## WHAT YOU HAVE TO DO:
The answer must be a single number: how many lines in the entries hold the string "slope".

*** EXCERPTED RECORDS

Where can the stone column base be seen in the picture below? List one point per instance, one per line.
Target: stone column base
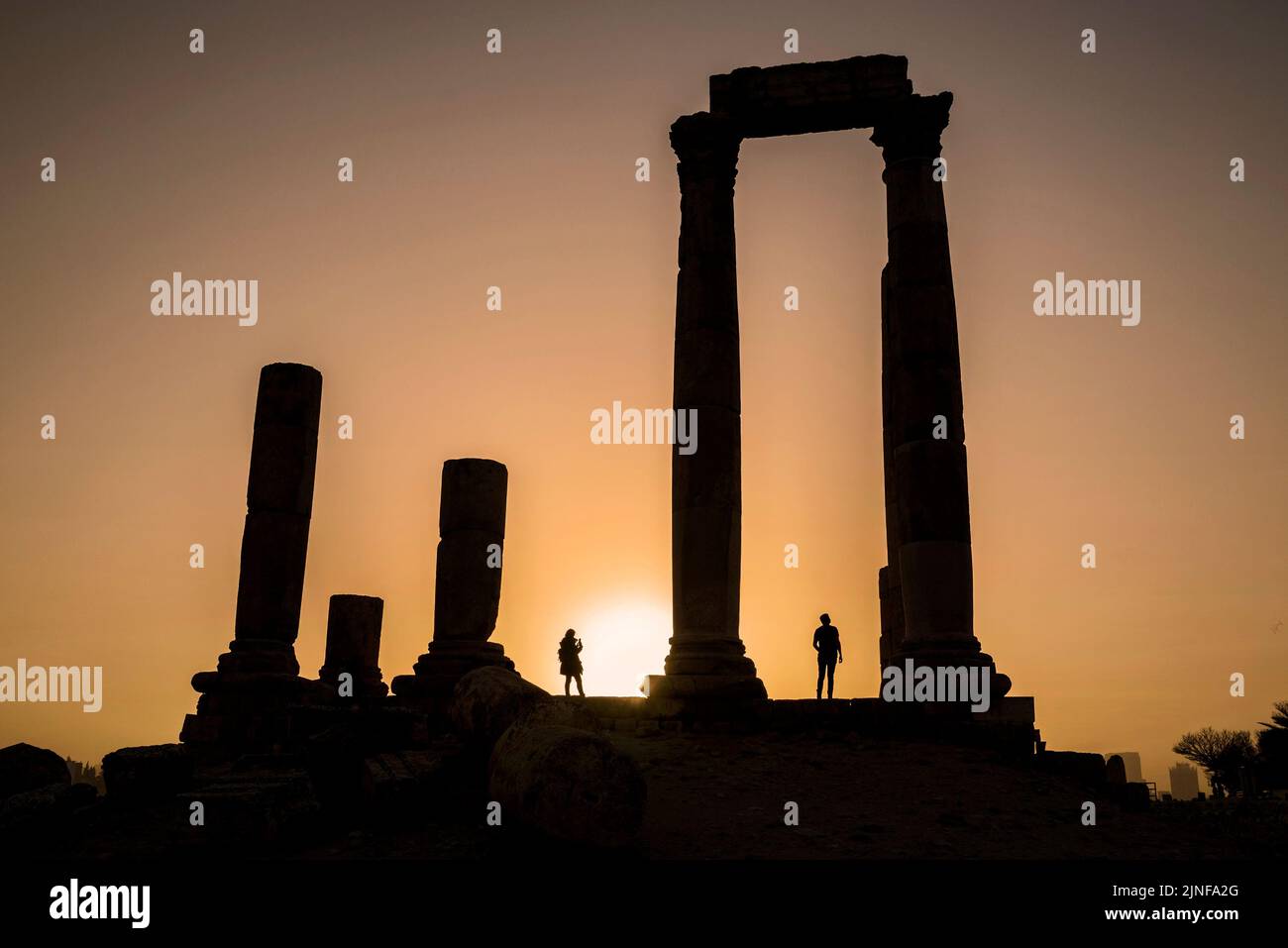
(447, 662)
(707, 656)
(368, 683)
(246, 704)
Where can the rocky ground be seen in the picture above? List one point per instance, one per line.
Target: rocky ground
(722, 796)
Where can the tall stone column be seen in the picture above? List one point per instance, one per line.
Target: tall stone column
(707, 659)
(353, 646)
(927, 517)
(259, 674)
(467, 582)
(889, 587)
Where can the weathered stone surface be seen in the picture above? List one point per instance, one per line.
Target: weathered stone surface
(468, 590)
(467, 583)
(353, 646)
(1116, 772)
(936, 601)
(400, 780)
(800, 98)
(473, 496)
(568, 784)
(265, 802)
(278, 501)
(245, 699)
(25, 767)
(37, 810)
(153, 772)
(487, 700)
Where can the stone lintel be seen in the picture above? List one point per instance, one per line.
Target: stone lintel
(802, 98)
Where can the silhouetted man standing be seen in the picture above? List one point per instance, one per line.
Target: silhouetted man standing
(827, 643)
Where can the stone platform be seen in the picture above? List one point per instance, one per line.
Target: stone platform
(1008, 725)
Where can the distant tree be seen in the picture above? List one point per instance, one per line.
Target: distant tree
(1273, 743)
(1222, 754)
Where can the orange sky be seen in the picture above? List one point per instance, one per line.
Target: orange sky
(518, 170)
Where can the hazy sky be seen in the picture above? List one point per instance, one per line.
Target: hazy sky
(518, 170)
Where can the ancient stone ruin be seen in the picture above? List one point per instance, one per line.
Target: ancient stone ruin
(926, 590)
(467, 582)
(271, 751)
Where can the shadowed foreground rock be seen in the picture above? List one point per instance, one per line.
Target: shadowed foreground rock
(153, 772)
(568, 784)
(487, 700)
(26, 767)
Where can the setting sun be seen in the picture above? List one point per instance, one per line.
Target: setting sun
(623, 642)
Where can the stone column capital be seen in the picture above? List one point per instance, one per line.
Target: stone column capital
(707, 147)
(911, 128)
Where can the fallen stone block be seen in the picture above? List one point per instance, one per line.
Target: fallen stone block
(147, 773)
(25, 767)
(568, 784)
(487, 700)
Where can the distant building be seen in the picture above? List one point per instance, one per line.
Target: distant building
(1185, 782)
(1131, 762)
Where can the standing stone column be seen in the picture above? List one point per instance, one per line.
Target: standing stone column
(707, 657)
(467, 582)
(259, 674)
(928, 532)
(353, 646)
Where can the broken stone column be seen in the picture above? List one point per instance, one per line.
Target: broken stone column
(244, 698)
(927, 519)
(467, 582)
(707, 659)
(353, 647)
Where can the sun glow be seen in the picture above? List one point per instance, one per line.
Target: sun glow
(622, 642)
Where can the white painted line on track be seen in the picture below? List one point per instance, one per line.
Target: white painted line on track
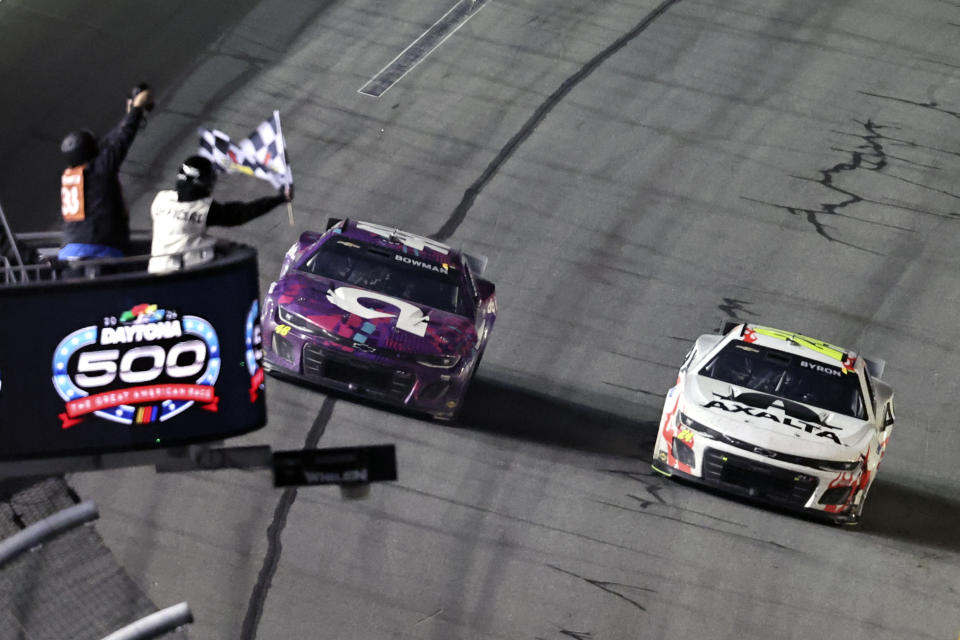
(420, 48)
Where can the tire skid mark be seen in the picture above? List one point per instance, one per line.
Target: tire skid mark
(529, 522)
(653, 488)
(704, 527)
(609, 587)
(646, 503)
(470, 195)
(258, 597)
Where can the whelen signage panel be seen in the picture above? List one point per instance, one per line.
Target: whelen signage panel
(131, 361)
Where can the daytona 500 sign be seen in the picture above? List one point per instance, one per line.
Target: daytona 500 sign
(130, 362)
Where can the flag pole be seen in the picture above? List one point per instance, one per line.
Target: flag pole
(286, 164)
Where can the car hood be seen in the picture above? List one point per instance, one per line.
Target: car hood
(375, 320)
(773, 423)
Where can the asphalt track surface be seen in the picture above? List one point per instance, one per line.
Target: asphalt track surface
(635, 172)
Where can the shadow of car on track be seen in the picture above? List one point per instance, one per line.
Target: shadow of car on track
(505, 409)
(501, 408)
(900, 512)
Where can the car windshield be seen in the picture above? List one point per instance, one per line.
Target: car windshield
(387, 272)
(787, 376)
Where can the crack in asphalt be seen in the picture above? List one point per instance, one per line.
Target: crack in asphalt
(258, 597)
(930, 104)
(870, 155)
(470, 195)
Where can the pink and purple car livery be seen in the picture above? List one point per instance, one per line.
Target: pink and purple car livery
(382, 314)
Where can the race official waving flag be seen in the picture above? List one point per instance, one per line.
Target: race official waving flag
(262, 154)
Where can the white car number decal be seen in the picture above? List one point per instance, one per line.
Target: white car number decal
(410, 318)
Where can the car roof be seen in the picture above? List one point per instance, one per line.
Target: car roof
(798, 344)
(399, 240)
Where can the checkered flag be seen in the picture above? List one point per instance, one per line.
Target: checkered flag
(262, 154)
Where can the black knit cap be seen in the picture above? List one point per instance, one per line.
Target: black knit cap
(79, 147)
(195, 179)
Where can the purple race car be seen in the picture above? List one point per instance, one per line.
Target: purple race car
(380, 313)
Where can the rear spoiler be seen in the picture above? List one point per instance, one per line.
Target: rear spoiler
(728, 324)
(477, 264)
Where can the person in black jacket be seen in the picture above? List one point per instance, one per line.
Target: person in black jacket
(181, 216)
(95, 219)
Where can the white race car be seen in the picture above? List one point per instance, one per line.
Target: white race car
(777, 417)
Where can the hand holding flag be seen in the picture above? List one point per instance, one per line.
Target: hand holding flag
(263, 154)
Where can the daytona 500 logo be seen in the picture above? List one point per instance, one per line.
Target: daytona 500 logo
(147, 365)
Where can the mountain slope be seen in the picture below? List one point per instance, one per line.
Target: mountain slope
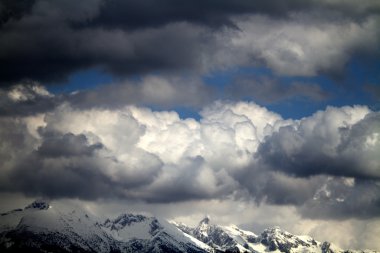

******

## TASK RESPONSE:
2